- **Directions**:
1. In the passage on Itaú's history, who founded Banco Itaú, and in what year?
2. Write out, word for word, the passage on Itaú's history from "Like his father, Setúbal" up to and including "CEO in 1985.".

** Opening Document section block **

Like his father, Setúbal earned an engineering degree from the prestigious Escola Politécnica of the University of São Paulo. He went on to receive a master’s degree in engineering from Stanford University. Except for a yearlong stint in 1983 at Citicorp in New York, where he worked directly under soon-to-be-CEO John Reed in the consumer banking area, Setúbal has spent his career at Itaú, holding positions in the financial controls, products and sales areas, and then heading the bank’s commercial operations from 1984 to 1994. That year, at age 39, he was appointed president and CEO, taking over from two successive nonfamily chief executives who served after his father stepped aside as CEO in 1985.

Banco Itaú was founded in São Paulo in 1945 by Alfredo Egydio, Roberto’s grand-uncle, as the Banco Central de Crédito. Olavo’s father, Paulo Setúbal, was a well-known writer and intellectual, but his son preferred business and banking, and went to work for his uncle Alfredo. When Alfredo died in 1959, Olavo took over and began a string of acquisitions that by the mid-1970s made Itaú the second-largest private sector bank after Bradesco. By then Olavo had launched himself into politics, serving as São Paulo’s mayor from 1975 to 1979 and as Brazil’s foreign minister from 1985 to 1986. “Olavo Setúbal was a brilliant banker,” recalls Delfim Netto, the former Finance minister. “And Roberto is pretty good himself.”

Under Roberto, Itaú’s expansion continued, focused first on developing its domestic retail and corporate base, and then on establishing a presence abroad. In 1995 it purchased Crédit Lyonnais’s Brazilian unit, Banco Francês e Brasileiro, for R$500 million; two years later it bought state-owned Banerj in Rio de Janeiro for R$311 million. Abroad, Itaú acquired Bamerindus Luxembourg (now Banco Itaú Europa Luxembourg) in 1997 for R$10 million and Banco del Buen Ayre, a medium-size Argentinean retail bank now known as Banco Itaú Buen Ayre, in 1998 for $213.5 million.

** Closing Document section block **
** Opening Extracted material block **

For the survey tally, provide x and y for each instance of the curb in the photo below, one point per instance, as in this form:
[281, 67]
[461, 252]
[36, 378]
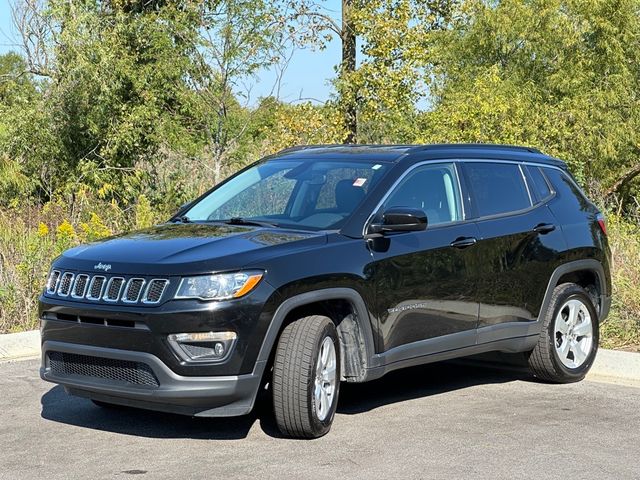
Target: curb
[14, 346]
[610, 365]
[616, 365]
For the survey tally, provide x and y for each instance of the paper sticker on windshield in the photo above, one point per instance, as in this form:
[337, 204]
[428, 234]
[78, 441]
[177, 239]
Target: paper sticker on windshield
[359, 182]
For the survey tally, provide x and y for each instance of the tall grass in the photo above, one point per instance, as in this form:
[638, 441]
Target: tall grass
[30, 238]
[622, 329]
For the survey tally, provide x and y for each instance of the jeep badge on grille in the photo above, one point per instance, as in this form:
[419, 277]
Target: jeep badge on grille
[102, 266]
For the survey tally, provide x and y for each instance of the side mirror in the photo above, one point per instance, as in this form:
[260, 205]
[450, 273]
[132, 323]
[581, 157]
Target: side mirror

** Closing Extracted material block **

- **Task-by-task outputs**:
1. Alfredo Egydio founded it in 1945.

2.
Like his father, Setúbal earned an engineering degree from the prestigious Escola Politécnica of the University of São Paulo. He went on to receive a master’s degree in engineering from Stanford University. Except for a yearlong stint in 1983 at Citicorp in New York, where he worked directly under soon-to-be-CEO John Reed in the consumer banking area, Setúbal has spent his career at Itaú, holding positions in the financial controls, products and sales areas, and then heading the bank’s commercial operations from 1984 to 1994. That year, at age 39, he was appointed president and CEO, taking over from two successive nonfamily chief executives who served after his father stepped aside as CEO in 1985.